(Object location annotation data)
__________________________________________________
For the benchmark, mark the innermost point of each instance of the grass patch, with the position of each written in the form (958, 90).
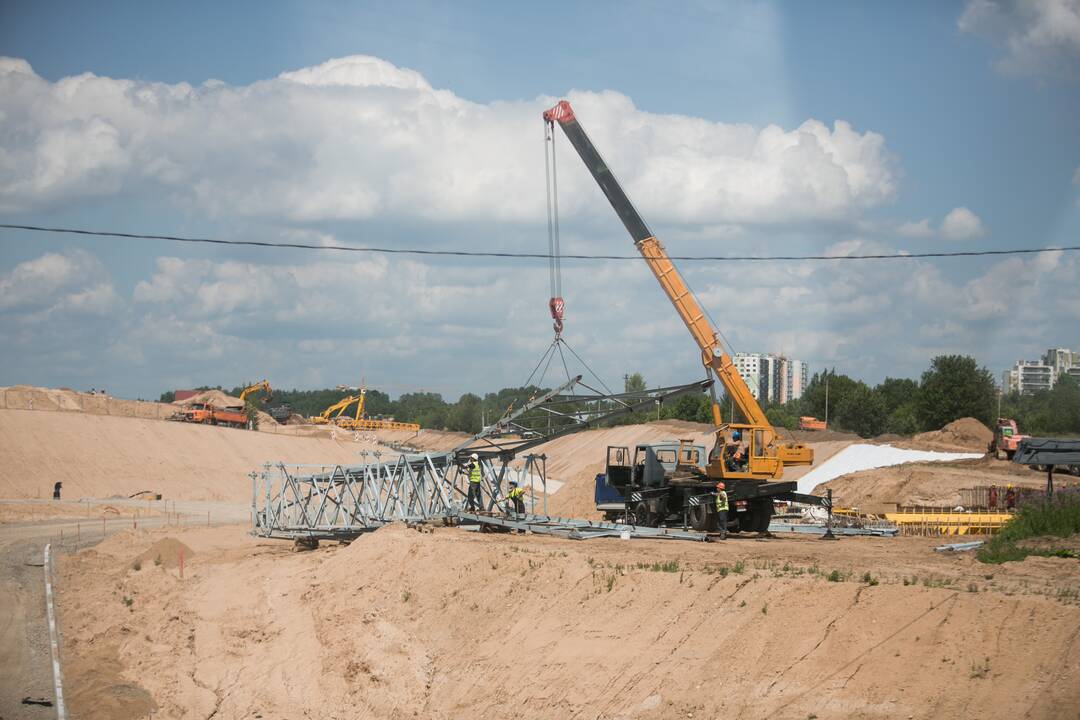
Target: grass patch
(1058, 517)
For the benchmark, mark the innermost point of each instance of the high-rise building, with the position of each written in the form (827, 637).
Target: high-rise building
(1060, 360)
(750, 368)
(1027, 377)
(772, 378)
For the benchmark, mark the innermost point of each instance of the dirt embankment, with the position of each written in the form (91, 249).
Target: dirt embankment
(100, 457)
(460, 625)
(966, 434)
(926, 484)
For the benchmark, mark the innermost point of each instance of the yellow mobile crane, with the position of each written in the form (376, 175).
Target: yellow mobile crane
(264, 385)
(358, 421)
(750, 481)
(339, 407)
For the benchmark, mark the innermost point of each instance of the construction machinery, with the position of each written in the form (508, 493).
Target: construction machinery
(1007, 439)
(747, 457)
(334, 411)
(264, 385)
(336, 415)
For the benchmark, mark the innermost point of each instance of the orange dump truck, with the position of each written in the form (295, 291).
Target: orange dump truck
(811, 423)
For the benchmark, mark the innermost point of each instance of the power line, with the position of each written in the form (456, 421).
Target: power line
(538, 256)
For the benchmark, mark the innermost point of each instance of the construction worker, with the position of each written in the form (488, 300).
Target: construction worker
(516, 496)
(737, 452)
(474, 478)
(721, 510)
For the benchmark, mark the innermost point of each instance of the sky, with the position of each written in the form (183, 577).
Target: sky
(739, 128)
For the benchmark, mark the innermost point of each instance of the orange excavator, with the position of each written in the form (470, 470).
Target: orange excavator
(748, 457)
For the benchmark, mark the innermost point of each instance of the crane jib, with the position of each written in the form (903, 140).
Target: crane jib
(766, 458)
(603, 175)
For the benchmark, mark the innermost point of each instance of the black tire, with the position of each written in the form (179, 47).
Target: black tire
(757, 517)
(643, 516)
(701, 519)
(764, 513)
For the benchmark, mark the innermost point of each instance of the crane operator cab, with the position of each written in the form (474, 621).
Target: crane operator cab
(736, 450)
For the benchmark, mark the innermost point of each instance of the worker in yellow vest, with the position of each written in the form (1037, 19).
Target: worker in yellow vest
(474, 500)
(721, 510)
(516, 496)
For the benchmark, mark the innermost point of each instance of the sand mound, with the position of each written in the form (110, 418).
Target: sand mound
(165, 552)
(215, 397)
(966, 433)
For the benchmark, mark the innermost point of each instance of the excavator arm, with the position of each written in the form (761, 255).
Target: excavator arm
(264, 385)
(771, 456)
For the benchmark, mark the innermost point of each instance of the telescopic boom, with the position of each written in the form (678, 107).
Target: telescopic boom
(767, 457)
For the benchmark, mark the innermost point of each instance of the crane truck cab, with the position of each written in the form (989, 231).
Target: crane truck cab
(666, 484)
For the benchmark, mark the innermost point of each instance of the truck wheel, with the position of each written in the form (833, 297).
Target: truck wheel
(764, 515)
(643, 516)
(701, 519)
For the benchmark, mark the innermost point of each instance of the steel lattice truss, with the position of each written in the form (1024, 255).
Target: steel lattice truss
(343, 501)
(293, 501)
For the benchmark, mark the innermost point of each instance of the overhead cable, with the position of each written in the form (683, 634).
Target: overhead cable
(540, 256)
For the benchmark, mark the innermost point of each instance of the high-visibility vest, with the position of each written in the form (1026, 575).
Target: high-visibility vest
(721, 501)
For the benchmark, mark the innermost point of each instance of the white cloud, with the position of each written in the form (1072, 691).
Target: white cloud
(961, 223)
(72, 282)
(360, 138)
(920, 229)
(1037, 36)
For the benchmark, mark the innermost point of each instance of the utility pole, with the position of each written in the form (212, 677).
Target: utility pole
(826, 401)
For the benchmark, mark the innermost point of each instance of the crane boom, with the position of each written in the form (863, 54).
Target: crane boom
(772, 456)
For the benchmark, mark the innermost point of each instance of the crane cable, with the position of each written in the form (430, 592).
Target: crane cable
(555, 304)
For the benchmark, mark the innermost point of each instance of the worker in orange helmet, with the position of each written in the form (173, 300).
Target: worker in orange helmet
(721, 510)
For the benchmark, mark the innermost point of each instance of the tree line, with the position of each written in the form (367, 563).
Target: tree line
(953, 386)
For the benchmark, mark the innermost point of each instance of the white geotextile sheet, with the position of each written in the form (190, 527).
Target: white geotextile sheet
(860, 457)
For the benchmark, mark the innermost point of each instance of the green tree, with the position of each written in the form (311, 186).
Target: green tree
(955, 386)
(692, 408)
(895, 392)
(463, 416)
(862, 410)
(903, 420)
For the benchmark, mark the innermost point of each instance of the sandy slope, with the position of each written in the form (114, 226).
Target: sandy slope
(929, 484)
(100, 456)
(451, 624)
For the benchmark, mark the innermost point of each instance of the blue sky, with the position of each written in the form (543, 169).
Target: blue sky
(962, 110)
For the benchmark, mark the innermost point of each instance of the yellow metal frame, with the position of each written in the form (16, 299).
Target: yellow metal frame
(258, 385)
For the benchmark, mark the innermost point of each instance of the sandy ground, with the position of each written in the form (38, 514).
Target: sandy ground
(453, 624)
(930, 484)
(102, 457)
__________________________________________________
EXERCISE REQUIREMENTS | Transcribe the full material above word for word, leaving out the pictures.

EXERCISE RESPONSE |
For the benchmark, mark the innermost point of each instance of the grass patch, with the position of each written in the form (958, 90).
Target: grass patch
(1058, 517)
For the benchmark, mark the innermost point of each instance of the high-rise building, with the position of each written in the form (827, 637).
Target: high-rise building
(1060, 360)
(750, 368)
(1027, 377)
(772, 378)
For the benchmark, mark the innermost point of each instance of the dirt embankment, with the position of each written in the form (91, 249).
Target: dirt embankment
(100, 457)
(460, 625)
(966, 434)
(926, 484)
For the benchmark, mark the innermost point of each instance of the yellow mobile crane, with the position of each written in the form (376, 175).
Target: yellow mobile crane
(264, 385)
(358, 421)
(750, 481)
(339, 407)
For the benchmark, mark the innermost point of each instance of the construction machinery, with the position of each written in the form (508, 493).
Target: construction machinery
(1007, 439)
(747, 457)
(334, 411)
(264, 385)
(336, 415)
For the benchmark, mark the innermost point of each instance of the orange dump truck, with the position of each written in the form (295, 291).
Target: orange dump truck
(811, 423)
For the benchmark, mark the innermost point of each instance of the power line, with the position of each written in the form (456, 421).
Target: power line
(538, 256)
For the benchmark, mark the innermost point of each instance of the construction worker, with the position of each written in the form (488, 300).
Target: construction worker
(516, 496)
(737, 452)
(474, 478)
(721, 510)
For the benchmark, mark the innermost point of each instance of the sky, with the position of each written in the form (183, 577).
Target: sky
(739, 128)
For the benchmark, mark the innermost point of each instance of the orange excavator, with the position of each written in the form (470, 470).
Target: orange excavator
(748, 457)
For the benchmark, mark the innermost point of each instance of the crane jib, with the position of each written in the form (903, 140).
Target: crane jib
(766, 458)
(603, 175)
For the benchmark, mark the innermost point of each instance of the black tire, with the position of each written in the form (179, 47).
Target: black tire
(757, 517)
(643, 516)
(701, 519)
(764, 513)
For the benchmark, mark the innermost point of each instance of the crane operator cab, with the position of each written in the form (474, 621).
Target: crane operator cab
(736, 450)
For the benchmark, mark the innermost point of each instance of the worker in yellow vest, with the position of each written in the form (1037, 19).
Target: worker in yellow vest
(474, 500)
(721, 510)
(516, 496)
For the benchmark, mark the innermost point of each instance of the sand mound, with the position of each written in the form (110, 418).
Target: sand mound
(165, 552)
(215, 397)
(966, 433)
For the benchmark, mark the innermost point of each instance of the excavator arm, with the position of each written in the form (761, 255).
Target: excavator arm
(264, 385)
(771, 456)
For the benchmark, mark the innermost point of each instance of the telescopic boom, with the position of each written in the form (678, 107).
Target: telescopic boom
(767, 457)
For the benchmark, mark the innermost point of each instance of the crane truck cab, with the position of each written in the form (989, 231).
Target: crane truck cab
(666, 484)
For the benchmark, mark the innermost point of each instance of the truck wheel, with the position of each written in the form (833, 297).
Target: truck wheel
(764, 515)
(643, 516)
(701, 519)
For the benchmark, mark the innermost point of each instance of the steel lattice truss, with the position of each written in the form (1024, 255).
Target: steel lattice truss
(343, 501)
(293, 501)
For the benchmark, mark the innermost point of each instance of the overhead cable, with the position of each written in the form (683, 634).
Target: overhead cable
(540, 256)
For the benchmark, mark the innermost point of each instance of the high-visibility vest, with the position of each written in the form (1026, 575).
Target: high-visibility vest
(721, 501)
For the benchmark, mark the innermost point of each instance of the white cloud, with the position of each written in the form (1072, 691).
Target: white cloud
(961, 223)
(72, 282)
(360, 138)
(920, 229)
(1037, 36)
For the benchmark, mark the innermost point of each instance of the utility pole, with the position of each written in the form (212, 677).
Target: utility pole
(826, 401)
For the benchmark, mark the innermost point of each instance of the crane boom, with the position of each written in the form (863, 54).
Target: crane boom
(772, 456)
For the benchmark, mark the innermost point of each instance of the crane cable, with the position of each written in the form (430, 592).
Target: crane cable
(555, 304)
For the benchmark, mark the innermost point of each instance of the worker in orange helmet, with the position of each written in the form (173, 300).
Target: worker in orange helmet
(721, 510)
For the benchmark, mark the innermost point of each instance of the tree line, with the position of each written in the form (367, 563).
Target: tree line
(953, 386)
For the benchmark, mark the innermost point of each instance of the white geotextile sheet, with the position of each written in the form (190, 527).
Target: white geotextile sheet
(860, 457)
For the benchmark, mark the innermost point of each instance of the green tree, with the position of each written in the form (311, 186).
Target: green tree
(955, 386)
(692, 408)
(895, 392)
(463, 416)
(862, 410)
(903, 420)
For the benchmark, mark the innermost point of each instance of the sandy slope, with the position of each written in the form (114, 226).
Target: sandy slope
(929, 484)
(100, 456)
(451, 624)
For the benchmark, mark the innermost point of each instance of the blue sky, with the position of each written in the form (543, 169).
Target: blue sky
(962, 110)
For the benchmark, mark the innermost point of each instance of the yellow metal frame, with the position of each written in the form (16, 299).
Target: yellow metal frame
(258, 385)
For the benchmark, mark the innermost point of each instance of the sandy ground, with the position of each written in the form (38, 514).
Target: sandy ground
(453, 624)
(930, 484)
(102, 457)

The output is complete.